(Photo-based referring expression data)
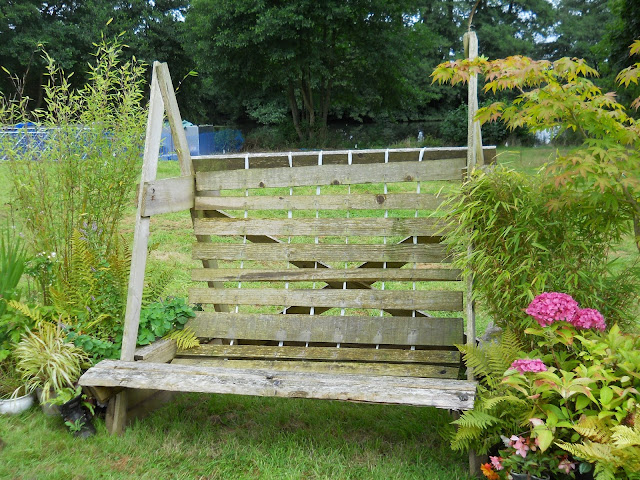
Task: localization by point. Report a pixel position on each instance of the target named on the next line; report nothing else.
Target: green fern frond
(590, 451)
(184, 338)
(624, 436)
(604, 472)
(34, 314)
(476, 419)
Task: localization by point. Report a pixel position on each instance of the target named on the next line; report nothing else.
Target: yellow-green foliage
(185, 338)
(615, 450)
(496, 411)
(92, 296)
(46, 360)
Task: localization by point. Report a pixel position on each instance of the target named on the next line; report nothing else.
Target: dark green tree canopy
(304, 55)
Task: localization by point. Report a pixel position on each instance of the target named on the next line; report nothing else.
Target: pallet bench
(323, 276)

Task directions:
Exactly and only the lines from the line containing "Target: dark green tree canopy" through the last line of the entries should be copied, both ends included.

Result of this task:
Target: dark green tree canopy
(304, 55)
Task: localization by point. Report a pixel position on each instance of the target named on the next line; report nothing else.
Target: pallet bench
(323, 276)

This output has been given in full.